======== Texte de lecture ========

L’opération devrait donner naissance à un géant européen de l’Internet haut débit depuis l’espace. L’opérateur français de satellites Eutelsat a annoncé, mardi 26 juillet, avoir signé « un protocole d’accord » pour fusionner avec le britannique OneWeb et sa constellation, une opération destinée à créer un rival, dans la course à l’Internet depuis l’espace, à Starlink de l’américain SpaceX.
Après avoir annoncé lundi être en « discussions (…) en vue d’un éventuel rapprochement » avec OneWeb, dont il est déjà actionnaire à hauteur de 23 %, Eutelsat a confirmé mardi que les actionnaires des deux entreprises détiendront chacun 50 % des actions du futur groupe combiné.
La transaction, qui se fera par échange d’actions, valorise OneWeb à 3,4 milliards de dollars, impliquant une valeur de 12 euros par action Eutelsat, a précisé l’entreprise dans un communiqué. La réalisation de l’opération est prévue d’ici « à la fin du premier semestre 2023 », a-t-elle ajouté.
« L’Etat veillera à ce que les intérêts français soient préservés »
Le gouvernement français a annoncé dans la foulée qu’il comptait surveiller l’accord, afin de s’assurer que les intérêts français sont préservés, selon une source au ministère de l’économie.
Cette opération, qui pénalisait le titre en Bourse ce mardi, s’inscrit dans le champ du texte permettant à Bercy de contrôler certains investissements étrangers en France, « parce qu’il y aura des actionnaires étrangers qui entreront dans le capital d’Eutelsat », a-t-on expliqué.

======== Section des données ========

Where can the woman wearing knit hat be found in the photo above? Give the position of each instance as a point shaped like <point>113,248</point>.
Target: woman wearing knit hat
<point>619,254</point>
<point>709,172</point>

========

Énoncé de l'exercice 1: Selon l'article sur Eutelsat et OneWeb, à quelle somme la transaction valorise-t-elle OneWeb ?
Énoncé de l'exercice 2: Condensez en une liste le paragraphe de l'article sur Eutelsat et OneWeb qui commence par « La transaction, qui se fera par échange d'actions », en conservant ses faits principaux.
Énoncé de l'exercice 3: Poursuivez l'article sur Eutelsat et OneWeb à partir de sa dernière phrase.

Réponse de l'exercice 1: À 3,4 milliards de dollars.

Réponse de l'exercice 2:
- La transaction se fera par échange d'actions.
- Elle valorise OneWeb à 3,4 milliards de dollars, soit 12 euros par action Eutelsat.
- Sa réalisation est prévue d'ici la fin du premier semestre 2023.

Réponse de l'exercice 3:
« Donc, l’Etat veillera dans le cadre de ce processus à ce que les intérêts francais soient bien préservés, avec cet outil. » « Les droits anglais ne vont pas évoluer, ils vont rester dans OneWeb. Il n’y a pas de droit spécial anglais sur Eutelsat, ils sont uniquement sur la filiale OneWeb, c’est un point très important », a-t-on ajouté de même source.
Spécialiste de l’orbite géostationnaire, avec sa flotte de trente-cinq satellites positionnés à 36 000 kilomètres de la Terre pour des services de diffusion par satellite et d’Internet à haut débit, Eutelsat avait vu son titre plonger, lundi, de 17,8 %, cotant 8,57 euros à la Bourse de Paris après l’annonce du rapprochement.
Faire émerger un nouveau géant
La société britannique OneWeb a, elle, déjà déployé 428 des 648 satellites de sa constellation en orbite basse, à quelques centaines de kilomètres d’altitude afin de fournir de l’Internet à haut débit et à faible latence ou délai de transmission des données, essentiel pour répondre à des besoins en forte croissance.
Outre le conglomérat indien Bharti (30 %) et Eutelsat (22,9 %), le capital de OneWeb comprend le gouvernement britannique (17,6 %), le japonais Softbank (17,6 %) et le conglomérat coréen Hanwa (8,8 %).
Eutelsat est lui détenu à 20 % par Bpifrance, la banque publique d’investissement de l’Etat français, ainsi que par le Fonds stratégique de participations (FSP) détenu par sept assureurs français, le reste du capital étant flottant.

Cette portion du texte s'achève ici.